* WHAT IS NEEDED *
Show every line of the entries below that contains the word “curved”, matching case exactly.

* EXERCISE DATA *
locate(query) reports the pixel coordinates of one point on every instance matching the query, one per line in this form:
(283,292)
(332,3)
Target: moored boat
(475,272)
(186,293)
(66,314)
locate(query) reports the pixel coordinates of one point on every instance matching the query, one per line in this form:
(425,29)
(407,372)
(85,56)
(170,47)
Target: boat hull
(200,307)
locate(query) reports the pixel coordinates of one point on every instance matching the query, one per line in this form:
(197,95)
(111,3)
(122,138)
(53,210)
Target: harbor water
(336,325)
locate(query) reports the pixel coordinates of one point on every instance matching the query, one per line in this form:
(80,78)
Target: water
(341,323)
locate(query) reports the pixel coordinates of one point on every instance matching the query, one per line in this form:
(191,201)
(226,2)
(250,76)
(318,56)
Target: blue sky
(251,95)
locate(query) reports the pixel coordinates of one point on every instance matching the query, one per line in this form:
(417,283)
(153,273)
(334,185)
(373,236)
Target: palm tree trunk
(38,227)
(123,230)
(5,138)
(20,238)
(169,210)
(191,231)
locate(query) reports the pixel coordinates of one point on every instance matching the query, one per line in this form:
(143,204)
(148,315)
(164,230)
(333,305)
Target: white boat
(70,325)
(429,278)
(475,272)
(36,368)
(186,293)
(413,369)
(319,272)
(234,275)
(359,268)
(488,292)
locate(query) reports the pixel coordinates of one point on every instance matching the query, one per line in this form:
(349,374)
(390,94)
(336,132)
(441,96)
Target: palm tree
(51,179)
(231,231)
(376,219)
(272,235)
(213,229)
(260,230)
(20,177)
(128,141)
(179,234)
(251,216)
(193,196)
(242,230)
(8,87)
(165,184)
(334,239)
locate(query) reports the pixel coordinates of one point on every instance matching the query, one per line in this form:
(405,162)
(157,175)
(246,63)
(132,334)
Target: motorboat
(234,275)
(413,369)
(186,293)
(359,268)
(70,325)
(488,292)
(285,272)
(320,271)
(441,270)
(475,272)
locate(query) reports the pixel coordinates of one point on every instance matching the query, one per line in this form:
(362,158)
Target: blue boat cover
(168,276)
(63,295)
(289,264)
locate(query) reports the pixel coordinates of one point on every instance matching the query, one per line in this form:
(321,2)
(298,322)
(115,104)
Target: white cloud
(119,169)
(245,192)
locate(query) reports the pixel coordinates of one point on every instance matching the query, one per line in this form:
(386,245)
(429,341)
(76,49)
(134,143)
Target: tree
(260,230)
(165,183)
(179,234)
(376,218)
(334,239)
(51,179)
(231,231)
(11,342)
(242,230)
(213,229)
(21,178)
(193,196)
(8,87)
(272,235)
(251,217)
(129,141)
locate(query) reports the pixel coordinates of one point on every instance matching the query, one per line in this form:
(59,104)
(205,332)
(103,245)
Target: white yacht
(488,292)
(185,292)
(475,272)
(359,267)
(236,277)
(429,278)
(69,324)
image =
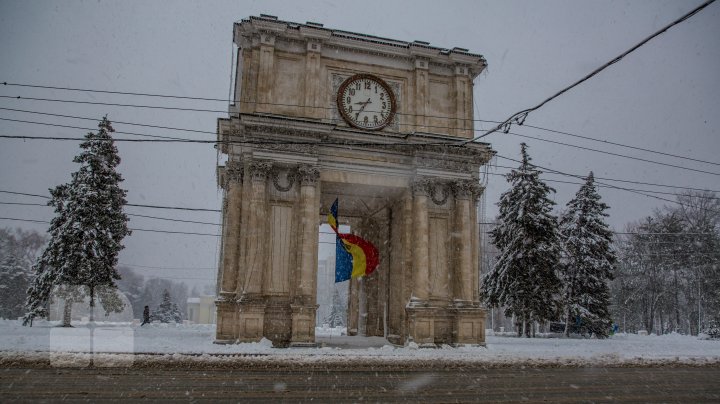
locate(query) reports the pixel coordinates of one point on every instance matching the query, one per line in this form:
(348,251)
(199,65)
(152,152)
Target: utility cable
(606,184)
(519,117)
(612,154)
(133,229)
(410,124)
(127,204)
(631,182)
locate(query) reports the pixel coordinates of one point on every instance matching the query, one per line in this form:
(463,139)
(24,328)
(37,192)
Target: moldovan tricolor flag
(354,256)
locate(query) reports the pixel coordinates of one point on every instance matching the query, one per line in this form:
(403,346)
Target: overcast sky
(664,97)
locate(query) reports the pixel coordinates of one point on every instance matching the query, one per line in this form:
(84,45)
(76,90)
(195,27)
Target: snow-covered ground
(194,344)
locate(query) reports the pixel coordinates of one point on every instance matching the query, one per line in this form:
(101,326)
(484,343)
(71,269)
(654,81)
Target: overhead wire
(613,154)
(415,115)
(607,185)
(519,117)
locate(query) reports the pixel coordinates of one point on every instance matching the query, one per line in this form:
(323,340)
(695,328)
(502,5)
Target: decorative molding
(259,170)
(443,163)
(234,171)
(466,188)
(419,186)
(309,175)
(432,187)
(290,177)
(337,80)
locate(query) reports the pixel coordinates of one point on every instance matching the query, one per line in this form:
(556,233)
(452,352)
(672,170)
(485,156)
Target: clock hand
(363,107)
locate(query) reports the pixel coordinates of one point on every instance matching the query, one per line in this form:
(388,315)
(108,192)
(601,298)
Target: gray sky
(665,96)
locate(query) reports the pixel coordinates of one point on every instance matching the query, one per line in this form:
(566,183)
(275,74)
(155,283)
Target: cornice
(250,27)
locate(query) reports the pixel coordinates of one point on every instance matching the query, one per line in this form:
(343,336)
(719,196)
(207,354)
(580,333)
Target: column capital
(419,186)
(290,177)
(466,189)
(233,173)
(259,170)
(308,175)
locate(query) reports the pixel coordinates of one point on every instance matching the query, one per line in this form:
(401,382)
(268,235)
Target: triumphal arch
(319,114)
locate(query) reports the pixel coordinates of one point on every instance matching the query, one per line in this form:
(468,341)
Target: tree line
(78,260)
(661,275)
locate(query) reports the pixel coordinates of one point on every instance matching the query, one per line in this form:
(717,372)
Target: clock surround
(360,114)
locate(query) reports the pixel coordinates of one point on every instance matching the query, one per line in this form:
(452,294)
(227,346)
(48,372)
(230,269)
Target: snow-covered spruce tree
(87,231)
(589,261)
(167,312)
(14,279)
(338,312)
(524,278)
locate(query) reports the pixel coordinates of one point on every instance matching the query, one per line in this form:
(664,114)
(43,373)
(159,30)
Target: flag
(354,256)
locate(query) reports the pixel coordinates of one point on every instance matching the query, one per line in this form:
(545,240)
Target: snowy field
(194,344)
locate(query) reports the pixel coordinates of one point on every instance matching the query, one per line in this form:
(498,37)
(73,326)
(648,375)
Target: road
(342,384)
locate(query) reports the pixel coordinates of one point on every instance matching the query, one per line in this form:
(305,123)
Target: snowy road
(342,384)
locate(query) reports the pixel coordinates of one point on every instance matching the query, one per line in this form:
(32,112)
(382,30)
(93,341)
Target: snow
(122,344)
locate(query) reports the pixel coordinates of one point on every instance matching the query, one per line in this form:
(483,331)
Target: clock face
(366,102)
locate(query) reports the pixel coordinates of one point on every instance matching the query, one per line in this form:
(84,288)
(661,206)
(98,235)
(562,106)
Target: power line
(133,229)
(127,204)
(114,122)
(113,92)
(298,105)
(624,189)
(634,182)
(115,104)
(519,117)
(606,184)
(173,220)
(316,107)
(439,127)
(90,129)
(620,145)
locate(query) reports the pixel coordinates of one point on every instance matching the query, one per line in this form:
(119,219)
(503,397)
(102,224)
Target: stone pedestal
(421,324)
(226,332)
(250,321)
(277,324)
(303,324)
(469,326)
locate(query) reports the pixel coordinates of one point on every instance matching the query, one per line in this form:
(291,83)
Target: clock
(366,102)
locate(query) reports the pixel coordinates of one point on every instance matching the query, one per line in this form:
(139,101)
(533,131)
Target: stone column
(304,307)
(312,80)
(231,230)
(309,177)
(461,104)
(420,241)
(265,81)
(475,229)
(421,93)
(464,240)
(255,230)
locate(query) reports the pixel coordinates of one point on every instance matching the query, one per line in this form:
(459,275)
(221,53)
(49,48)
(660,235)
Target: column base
(303,324)
(420,324)
(250,322)
(226,321)
(468,326)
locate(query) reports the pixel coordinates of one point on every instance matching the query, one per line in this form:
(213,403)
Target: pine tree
(524,278)
(589,263)
(168,311)
(87,231)
(338,312)
(14,279)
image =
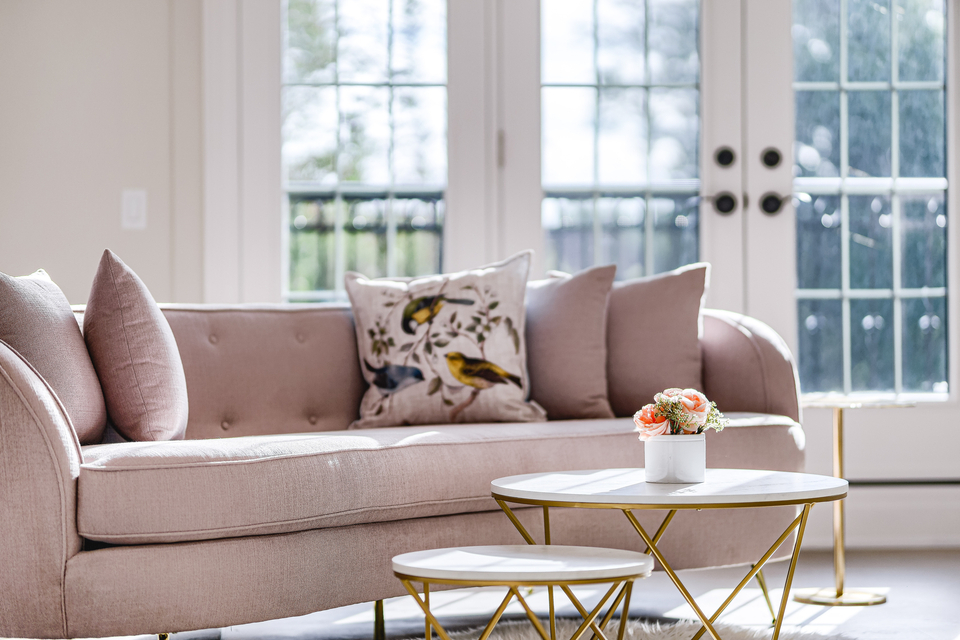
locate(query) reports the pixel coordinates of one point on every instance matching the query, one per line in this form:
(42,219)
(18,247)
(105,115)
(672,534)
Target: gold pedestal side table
(840,596)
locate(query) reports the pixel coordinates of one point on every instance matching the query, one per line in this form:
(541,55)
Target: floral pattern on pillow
(443,349)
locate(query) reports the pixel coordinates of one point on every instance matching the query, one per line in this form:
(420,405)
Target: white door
(853,269)
(746,159)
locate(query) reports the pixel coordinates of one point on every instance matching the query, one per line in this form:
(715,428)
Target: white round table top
(523,563)
(723,487)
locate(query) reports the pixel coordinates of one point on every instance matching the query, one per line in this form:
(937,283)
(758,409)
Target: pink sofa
(271,508)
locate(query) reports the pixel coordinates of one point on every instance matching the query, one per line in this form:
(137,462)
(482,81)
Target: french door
(748,219)
(827,176)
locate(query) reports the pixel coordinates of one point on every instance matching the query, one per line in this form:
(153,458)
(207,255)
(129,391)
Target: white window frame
(494,192)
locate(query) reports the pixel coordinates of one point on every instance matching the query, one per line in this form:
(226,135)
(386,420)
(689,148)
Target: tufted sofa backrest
(266,369)
(294,368)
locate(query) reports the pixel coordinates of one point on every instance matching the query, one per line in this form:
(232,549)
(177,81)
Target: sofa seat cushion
(155,492)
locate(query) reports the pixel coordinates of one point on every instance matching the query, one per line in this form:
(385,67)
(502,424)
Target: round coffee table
(627,490)
(513,566)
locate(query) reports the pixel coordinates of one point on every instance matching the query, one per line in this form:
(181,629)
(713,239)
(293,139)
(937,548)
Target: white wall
(99,96)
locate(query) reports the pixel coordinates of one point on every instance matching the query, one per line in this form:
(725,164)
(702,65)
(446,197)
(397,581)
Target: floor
(923,589)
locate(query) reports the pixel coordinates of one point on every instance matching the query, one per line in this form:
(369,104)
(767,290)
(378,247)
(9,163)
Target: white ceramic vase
(675,459)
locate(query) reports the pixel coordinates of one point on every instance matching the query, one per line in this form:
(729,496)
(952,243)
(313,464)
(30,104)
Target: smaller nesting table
(515,566)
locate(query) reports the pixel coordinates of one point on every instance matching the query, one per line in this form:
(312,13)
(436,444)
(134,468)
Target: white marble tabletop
(517,563)
(628,486)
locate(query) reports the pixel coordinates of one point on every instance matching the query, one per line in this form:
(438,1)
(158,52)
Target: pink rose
(696,408)
(649,424)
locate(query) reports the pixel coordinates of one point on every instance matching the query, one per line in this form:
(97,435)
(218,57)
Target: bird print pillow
(443,349)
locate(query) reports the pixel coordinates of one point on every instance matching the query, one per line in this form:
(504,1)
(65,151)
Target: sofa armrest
(39,465)
(747,366)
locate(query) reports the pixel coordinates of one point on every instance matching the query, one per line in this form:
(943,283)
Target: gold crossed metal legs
(623,588)
(798,524)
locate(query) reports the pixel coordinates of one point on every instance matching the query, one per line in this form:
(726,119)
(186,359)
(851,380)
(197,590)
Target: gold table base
(799,525)
(839,596)
(622,588)
(829,598)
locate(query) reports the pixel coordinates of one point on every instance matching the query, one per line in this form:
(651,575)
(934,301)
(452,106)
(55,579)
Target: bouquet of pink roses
(678,412)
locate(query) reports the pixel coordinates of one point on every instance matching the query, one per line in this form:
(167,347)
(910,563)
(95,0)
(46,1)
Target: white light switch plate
(133,214)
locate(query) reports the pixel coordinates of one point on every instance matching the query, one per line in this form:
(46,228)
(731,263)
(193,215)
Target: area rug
(638,630)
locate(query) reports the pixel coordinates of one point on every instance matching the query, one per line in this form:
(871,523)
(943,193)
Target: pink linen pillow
(36,321)
(135,355)
(653,336)
(567,343)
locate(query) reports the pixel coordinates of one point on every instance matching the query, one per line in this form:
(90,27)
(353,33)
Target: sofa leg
(379,628)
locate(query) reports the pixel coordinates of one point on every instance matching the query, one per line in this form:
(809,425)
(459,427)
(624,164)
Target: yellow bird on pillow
(477,373)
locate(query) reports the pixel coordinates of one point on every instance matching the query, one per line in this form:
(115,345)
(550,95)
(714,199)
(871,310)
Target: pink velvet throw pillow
(37,322)
(653,336)
(567,343)
(135,355)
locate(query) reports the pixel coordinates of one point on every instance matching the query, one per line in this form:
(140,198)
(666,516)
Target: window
(364,140)
(620,126)
(870,191)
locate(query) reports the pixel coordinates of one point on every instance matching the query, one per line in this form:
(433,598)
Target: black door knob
(725,156)
(771,157)
(725,203)
(771,203)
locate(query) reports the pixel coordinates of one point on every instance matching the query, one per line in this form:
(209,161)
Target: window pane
(310,134)
(818,134)
(869,133)
(623,137)
(364,153)
(364,135)
(816,40)
(620,27)
(568,224)
(818,241)
(922,39)
(419,41)
(611,153)
(871,345)
(674,134)
(364,32)
(366,237)
(925,345)
(820,359)
(568,121)
(419,223)
(420,135)
(623,235)
(871,242)
(868,29)
(675,232)
(311,41)
(312,250)
(566,36)
(923,229)
(922,134)
(673,51)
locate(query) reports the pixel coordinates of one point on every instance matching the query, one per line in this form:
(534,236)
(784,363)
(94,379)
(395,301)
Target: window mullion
(339,214)
(389,213)
(895,199)
(897,302)
(845,291)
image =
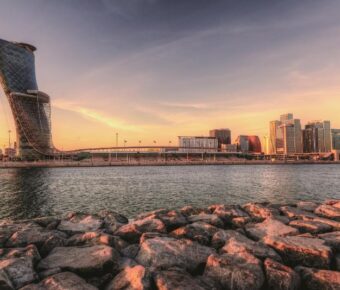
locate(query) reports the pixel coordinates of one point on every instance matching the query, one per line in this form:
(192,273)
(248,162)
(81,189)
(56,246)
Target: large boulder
(310,252)
(280,277)
(238,243)
(198,231)
(180,280)
(313,227)
(5,282)
(328,211)
(332,239)
(61,281)
(132,278)
(93,260)
(212,219)
(132,231)
(235,271)
(316,279)
(79,223)
(165,253)
(20,271)
(269,227)
(260,211)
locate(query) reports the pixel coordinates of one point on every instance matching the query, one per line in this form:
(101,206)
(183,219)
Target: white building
(192,144)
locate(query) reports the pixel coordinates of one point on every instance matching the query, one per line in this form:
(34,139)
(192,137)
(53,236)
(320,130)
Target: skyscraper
(223,136)
(30,107)
(285,136)
(317,137)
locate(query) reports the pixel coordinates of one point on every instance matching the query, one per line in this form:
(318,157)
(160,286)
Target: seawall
(251,246)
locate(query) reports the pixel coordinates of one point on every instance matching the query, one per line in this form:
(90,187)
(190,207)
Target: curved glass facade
(31,108)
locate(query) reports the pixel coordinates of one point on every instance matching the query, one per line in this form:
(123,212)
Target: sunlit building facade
(30,107)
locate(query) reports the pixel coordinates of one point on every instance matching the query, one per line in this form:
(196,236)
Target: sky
(152,70)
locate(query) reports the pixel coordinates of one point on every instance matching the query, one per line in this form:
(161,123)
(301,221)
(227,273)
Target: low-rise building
(192,144)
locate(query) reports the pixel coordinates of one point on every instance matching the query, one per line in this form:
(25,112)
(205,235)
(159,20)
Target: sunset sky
(153,69)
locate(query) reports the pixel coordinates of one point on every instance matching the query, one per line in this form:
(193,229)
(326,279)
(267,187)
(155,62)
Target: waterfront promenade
(253,246)
(159,162)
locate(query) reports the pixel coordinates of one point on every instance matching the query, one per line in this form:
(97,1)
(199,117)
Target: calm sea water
(26,193)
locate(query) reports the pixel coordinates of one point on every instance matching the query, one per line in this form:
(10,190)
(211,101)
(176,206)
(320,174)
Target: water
(26,193)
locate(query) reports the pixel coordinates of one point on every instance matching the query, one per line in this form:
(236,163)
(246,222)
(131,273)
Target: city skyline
(174,74)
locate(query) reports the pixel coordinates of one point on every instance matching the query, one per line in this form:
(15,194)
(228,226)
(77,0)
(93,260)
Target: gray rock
(82,260)
(280,277)
(310,252)
(133,278)
(269,227)
(180,280)
(235,271)
(61,281)
(212,219)
(260,211)
(5,282)
(315,279)
(332,239)
(168,252)
(307,205)
(328,211)
(198,231)
(80,223)
(19,270)
(313,227)
(238,243)
(133,231)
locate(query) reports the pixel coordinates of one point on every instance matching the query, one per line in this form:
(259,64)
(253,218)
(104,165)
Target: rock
(19,270)
(312,227)
(269,227)
(198,231)
(259,211)
(212,219)
(64,280)
(82,260)
(235,271)
(5,282)
(130,251)
(238,243)
(31,233)
(315,279)
(80,223)
(189,210)
(228,213)
(30,251)
(328,211)
(296,213)
(179,280)
(168,252)
(280,277)
(310,252)
(332,239)
(307,205)
(133,231)
(134,278)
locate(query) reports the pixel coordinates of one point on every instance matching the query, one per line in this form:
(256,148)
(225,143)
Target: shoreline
(57,164)
(252,246)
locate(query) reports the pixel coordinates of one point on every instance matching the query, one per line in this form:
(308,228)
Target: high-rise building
(335,139)
(247,144)
(285,136)
(30,107)
(317,137)
(223,136)
(197,144)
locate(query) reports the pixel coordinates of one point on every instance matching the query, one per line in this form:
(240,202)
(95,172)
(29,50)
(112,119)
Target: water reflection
(26,193)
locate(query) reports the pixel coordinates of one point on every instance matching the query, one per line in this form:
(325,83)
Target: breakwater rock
(253,246)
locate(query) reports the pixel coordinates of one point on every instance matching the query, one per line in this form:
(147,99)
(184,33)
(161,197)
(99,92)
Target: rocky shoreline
(253,246)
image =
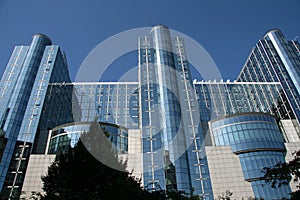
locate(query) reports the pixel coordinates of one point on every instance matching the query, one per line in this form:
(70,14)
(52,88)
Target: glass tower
(173,154)
(23,90)
(165,120)
(276,59)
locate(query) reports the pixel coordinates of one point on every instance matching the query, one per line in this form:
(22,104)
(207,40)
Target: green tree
(284,173)
(76,174)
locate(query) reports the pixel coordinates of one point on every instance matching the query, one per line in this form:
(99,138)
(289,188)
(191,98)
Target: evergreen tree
(76,174)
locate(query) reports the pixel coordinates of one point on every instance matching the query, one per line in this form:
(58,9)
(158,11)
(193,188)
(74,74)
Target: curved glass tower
(258,142)
(23,89)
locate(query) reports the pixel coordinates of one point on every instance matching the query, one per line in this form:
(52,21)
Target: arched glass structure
(257,140)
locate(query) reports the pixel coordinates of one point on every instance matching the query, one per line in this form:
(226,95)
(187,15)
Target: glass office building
(23,89)
(200,136)
(258,142)
(276,59)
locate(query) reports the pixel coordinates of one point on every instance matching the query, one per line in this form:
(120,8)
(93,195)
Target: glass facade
(23,90)
(168,119)
(173,154)
(275,59)
(258,142)
(66,136)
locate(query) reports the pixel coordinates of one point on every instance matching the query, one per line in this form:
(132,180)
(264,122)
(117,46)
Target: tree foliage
(77,174)
(284,173)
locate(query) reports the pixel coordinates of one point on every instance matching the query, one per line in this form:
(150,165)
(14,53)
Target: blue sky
(226,29)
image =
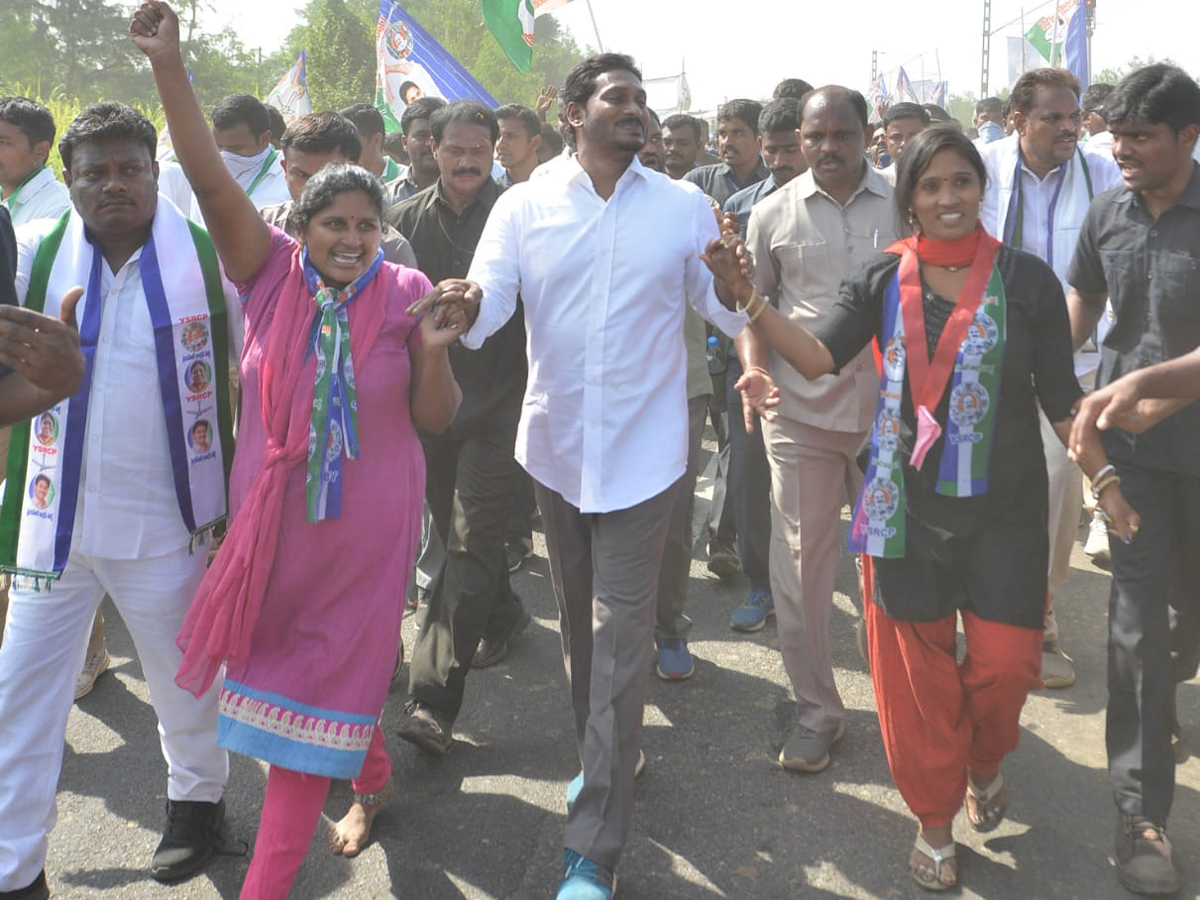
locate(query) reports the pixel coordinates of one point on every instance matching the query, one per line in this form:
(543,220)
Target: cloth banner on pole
(511,24)
(291,95)
(1049,31)
(411,64)
(1075,48)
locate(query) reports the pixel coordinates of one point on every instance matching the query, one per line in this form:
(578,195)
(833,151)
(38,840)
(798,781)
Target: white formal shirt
(1037,197)
(127,507)
(271,189)
(605,286)
(42,197)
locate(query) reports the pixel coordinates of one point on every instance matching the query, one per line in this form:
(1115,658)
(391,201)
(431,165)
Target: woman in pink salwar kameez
(303,603)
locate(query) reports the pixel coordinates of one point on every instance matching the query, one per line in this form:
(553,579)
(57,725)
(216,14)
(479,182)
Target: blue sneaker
(675,660)
(573,790)
(585,879)
(753,615)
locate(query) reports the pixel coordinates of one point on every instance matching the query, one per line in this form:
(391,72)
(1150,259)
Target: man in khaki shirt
(804,239)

* EXERCISE SOLUTION *
Target: curved glass facade
Target: curved glass tower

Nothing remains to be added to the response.